### Exercise description
When you reach the line with "Please pin the fisherman" in the data below, begin printing lines exactly, and stop once the line with "Target: green vegetation" has been printed.

### Working data
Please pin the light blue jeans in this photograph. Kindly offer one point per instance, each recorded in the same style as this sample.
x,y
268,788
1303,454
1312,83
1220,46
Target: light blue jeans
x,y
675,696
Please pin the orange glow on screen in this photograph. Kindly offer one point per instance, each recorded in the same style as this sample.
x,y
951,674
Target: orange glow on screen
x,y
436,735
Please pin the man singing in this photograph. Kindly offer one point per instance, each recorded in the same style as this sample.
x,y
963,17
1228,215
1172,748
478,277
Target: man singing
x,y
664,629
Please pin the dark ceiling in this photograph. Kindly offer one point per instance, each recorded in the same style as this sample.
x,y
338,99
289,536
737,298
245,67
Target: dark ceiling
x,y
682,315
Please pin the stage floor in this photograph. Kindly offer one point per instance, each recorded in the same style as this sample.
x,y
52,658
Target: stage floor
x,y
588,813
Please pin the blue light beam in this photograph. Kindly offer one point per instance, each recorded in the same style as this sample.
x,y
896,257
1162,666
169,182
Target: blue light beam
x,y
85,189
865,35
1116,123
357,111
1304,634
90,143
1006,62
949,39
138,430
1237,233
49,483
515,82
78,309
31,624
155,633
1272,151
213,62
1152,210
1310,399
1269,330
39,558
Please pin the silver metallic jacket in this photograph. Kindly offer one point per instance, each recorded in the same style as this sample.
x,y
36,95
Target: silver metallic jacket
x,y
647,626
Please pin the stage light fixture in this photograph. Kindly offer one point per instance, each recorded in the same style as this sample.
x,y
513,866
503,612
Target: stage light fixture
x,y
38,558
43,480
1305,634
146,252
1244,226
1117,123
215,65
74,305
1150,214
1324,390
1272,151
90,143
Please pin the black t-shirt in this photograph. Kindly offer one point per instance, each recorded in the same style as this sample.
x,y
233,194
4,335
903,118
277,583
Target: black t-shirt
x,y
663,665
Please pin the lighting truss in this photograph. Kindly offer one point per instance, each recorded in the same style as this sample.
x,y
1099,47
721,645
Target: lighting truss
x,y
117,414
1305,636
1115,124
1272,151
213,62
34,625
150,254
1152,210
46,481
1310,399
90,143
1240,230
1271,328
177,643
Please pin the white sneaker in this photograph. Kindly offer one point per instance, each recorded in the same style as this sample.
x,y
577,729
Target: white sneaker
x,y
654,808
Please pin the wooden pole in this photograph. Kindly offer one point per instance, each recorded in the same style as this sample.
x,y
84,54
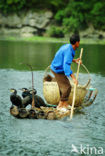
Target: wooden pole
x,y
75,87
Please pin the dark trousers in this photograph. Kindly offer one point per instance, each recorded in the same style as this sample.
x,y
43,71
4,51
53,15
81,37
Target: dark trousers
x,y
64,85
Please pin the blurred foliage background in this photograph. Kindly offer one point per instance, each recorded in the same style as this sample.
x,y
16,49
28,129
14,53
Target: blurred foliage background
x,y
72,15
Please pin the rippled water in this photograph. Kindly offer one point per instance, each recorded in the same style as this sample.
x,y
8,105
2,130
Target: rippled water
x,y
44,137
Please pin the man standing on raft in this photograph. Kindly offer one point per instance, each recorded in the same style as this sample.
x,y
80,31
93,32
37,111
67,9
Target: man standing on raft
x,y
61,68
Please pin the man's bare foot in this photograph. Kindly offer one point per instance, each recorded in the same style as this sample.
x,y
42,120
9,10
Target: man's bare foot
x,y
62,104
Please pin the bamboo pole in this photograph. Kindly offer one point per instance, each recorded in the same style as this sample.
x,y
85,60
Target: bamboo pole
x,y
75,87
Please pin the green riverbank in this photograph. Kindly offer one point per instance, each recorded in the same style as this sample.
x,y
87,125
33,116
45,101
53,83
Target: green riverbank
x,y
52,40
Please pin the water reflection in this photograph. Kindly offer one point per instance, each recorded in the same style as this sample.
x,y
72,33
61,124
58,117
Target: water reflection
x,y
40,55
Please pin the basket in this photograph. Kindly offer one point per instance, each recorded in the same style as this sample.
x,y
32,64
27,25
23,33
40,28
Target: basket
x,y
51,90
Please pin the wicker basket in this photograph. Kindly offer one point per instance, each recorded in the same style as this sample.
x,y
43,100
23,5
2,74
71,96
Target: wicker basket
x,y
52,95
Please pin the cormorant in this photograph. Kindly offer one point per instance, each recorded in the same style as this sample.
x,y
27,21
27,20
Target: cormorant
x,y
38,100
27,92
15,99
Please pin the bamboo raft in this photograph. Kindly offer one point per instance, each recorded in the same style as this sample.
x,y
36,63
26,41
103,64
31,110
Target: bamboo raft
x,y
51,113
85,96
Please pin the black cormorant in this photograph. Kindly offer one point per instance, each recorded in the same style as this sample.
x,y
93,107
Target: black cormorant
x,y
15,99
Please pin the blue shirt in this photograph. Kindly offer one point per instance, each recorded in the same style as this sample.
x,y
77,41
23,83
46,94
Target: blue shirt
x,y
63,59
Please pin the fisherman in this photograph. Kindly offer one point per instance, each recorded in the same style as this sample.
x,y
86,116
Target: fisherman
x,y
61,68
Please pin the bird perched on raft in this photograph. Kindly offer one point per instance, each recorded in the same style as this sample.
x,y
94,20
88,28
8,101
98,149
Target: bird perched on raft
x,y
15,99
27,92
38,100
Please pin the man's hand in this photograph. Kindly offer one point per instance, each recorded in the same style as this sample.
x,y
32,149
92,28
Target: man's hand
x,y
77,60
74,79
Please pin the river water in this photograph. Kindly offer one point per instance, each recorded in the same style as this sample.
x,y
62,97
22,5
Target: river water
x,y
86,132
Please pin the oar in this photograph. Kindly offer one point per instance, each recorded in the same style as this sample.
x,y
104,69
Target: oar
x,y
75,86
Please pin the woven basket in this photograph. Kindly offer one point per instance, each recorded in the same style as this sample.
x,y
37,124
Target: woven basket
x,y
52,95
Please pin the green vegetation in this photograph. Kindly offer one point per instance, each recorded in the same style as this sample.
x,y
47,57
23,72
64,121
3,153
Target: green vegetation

--

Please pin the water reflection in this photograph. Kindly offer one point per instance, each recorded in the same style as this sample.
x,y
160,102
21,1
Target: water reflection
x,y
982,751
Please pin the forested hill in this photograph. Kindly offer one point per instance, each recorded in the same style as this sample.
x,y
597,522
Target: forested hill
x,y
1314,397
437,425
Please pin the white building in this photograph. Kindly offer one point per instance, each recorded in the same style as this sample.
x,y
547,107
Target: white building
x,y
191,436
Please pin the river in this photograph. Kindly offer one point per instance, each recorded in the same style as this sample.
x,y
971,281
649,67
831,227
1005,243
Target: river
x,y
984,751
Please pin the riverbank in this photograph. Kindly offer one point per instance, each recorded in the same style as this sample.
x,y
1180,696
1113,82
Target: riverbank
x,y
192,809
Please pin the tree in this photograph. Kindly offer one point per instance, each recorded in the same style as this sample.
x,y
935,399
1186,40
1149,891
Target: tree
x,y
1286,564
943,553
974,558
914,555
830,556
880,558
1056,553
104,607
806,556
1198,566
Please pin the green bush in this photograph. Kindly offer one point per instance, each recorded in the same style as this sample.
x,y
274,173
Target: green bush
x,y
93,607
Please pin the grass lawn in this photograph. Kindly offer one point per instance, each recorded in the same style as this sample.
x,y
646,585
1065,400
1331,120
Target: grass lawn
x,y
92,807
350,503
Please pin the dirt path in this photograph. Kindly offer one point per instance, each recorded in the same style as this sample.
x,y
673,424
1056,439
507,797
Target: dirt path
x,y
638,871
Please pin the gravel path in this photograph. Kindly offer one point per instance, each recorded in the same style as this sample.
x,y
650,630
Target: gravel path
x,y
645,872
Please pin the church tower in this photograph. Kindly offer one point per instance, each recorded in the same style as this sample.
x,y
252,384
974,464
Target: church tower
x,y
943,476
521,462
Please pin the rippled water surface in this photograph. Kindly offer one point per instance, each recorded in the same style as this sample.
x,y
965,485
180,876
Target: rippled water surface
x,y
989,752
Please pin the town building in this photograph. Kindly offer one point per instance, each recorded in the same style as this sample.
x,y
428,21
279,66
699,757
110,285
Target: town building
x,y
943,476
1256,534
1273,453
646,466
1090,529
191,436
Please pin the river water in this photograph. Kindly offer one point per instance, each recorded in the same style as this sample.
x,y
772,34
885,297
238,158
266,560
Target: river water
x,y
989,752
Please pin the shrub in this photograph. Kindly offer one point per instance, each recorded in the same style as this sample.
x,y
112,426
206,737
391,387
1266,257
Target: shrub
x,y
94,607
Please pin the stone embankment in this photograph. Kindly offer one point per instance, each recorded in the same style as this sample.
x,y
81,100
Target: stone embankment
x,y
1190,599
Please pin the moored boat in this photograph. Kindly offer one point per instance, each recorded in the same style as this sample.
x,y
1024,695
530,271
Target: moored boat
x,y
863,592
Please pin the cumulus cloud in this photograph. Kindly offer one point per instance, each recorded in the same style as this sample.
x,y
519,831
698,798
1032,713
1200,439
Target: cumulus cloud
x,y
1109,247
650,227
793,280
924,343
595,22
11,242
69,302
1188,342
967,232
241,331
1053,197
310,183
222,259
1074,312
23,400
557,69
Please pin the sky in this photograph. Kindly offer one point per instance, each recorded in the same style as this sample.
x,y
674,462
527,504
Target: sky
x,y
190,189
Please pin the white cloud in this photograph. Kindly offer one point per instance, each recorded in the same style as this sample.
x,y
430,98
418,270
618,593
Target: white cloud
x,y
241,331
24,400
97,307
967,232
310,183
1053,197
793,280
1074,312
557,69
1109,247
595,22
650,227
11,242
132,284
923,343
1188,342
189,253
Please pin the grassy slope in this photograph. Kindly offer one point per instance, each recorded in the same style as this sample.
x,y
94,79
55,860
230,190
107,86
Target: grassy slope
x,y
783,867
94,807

* * *

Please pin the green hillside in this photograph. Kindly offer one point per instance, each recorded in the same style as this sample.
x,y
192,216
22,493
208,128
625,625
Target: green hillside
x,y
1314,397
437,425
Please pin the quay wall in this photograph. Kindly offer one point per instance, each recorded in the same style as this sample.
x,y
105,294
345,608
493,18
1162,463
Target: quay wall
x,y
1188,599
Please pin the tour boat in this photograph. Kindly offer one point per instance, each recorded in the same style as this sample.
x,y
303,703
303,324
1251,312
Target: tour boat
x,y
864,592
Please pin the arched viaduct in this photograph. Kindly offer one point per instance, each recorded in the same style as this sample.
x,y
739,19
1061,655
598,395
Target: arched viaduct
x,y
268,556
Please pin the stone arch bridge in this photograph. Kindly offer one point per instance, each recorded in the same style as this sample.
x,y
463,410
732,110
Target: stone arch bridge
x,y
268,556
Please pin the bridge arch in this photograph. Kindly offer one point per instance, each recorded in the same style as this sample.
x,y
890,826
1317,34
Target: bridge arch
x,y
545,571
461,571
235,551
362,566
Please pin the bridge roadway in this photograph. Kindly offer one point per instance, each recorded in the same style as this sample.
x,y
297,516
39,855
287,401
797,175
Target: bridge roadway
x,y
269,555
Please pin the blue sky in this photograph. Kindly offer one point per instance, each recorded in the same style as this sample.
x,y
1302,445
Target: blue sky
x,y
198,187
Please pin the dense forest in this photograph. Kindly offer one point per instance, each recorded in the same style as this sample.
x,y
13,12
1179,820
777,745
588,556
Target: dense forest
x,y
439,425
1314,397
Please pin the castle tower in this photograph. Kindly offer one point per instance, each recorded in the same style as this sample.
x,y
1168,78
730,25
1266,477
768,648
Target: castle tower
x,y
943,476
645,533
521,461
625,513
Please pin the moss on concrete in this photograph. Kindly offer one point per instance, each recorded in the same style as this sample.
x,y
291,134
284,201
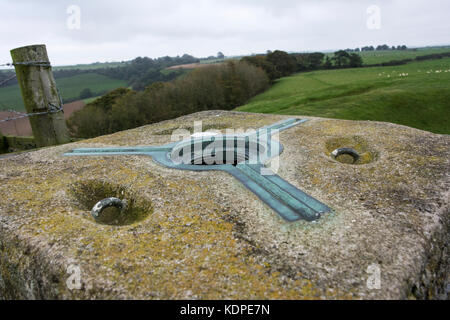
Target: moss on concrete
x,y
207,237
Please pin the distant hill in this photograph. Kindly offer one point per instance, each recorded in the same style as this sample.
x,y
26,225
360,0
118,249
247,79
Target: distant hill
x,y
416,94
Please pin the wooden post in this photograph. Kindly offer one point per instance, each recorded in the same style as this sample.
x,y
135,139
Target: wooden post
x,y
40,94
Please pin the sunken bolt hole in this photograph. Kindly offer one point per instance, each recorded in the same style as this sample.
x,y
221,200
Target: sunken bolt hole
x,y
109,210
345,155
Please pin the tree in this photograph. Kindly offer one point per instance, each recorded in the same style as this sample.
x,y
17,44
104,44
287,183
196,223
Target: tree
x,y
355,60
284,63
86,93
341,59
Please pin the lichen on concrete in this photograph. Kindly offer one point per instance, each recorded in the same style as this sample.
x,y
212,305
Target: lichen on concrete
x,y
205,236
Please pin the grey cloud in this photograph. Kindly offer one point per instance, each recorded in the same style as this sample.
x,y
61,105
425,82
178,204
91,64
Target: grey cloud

### Answer to this task
Please pin the fisherman in this photograph. Kindly offer one point per instance, each recorded in the same style as this sample.
x,y
86,116
Target: fisherman
x,y
61,68
Please pin the bird perched on raft in this photograph. Kindly offer one point per instance, each recorded in the same style as this sample.
x,y
94,20
88,28
8,101
98,149
Target: bird perched on raft
x,y
15,99
27,92
38,100
Please pin the man's hand in this photograph. Kindly offer one point per instance, each recorded in the same style as this sample.
x,y
32,149
92,28
Target: man's hand
x,y
77,60
74,79
Please pin the river water in this photograph. Kindly offer one point per instance, each recorded in the same style as this sample.
x,y
62,97
22,5
Target: river water
x,y
86,132
Please pin the oar in this photograph. Kindly offer one point per instance, each recorded in the same style as this sample.
x,y
104,69
Target: oar
x,y
75,86
Please pin the woven basket in this photograph. Kindly offer one point per instance, each recorded in the same style as this sample.
x,y
37,124
Target: woven basket
x,y
52,95
Please pin the green vegetation in this photograph. Kindly offer one point per instance, each recorded in the same style as this sample.
x,y
47,57
23,72
64,121
3,153
Target: green vegetation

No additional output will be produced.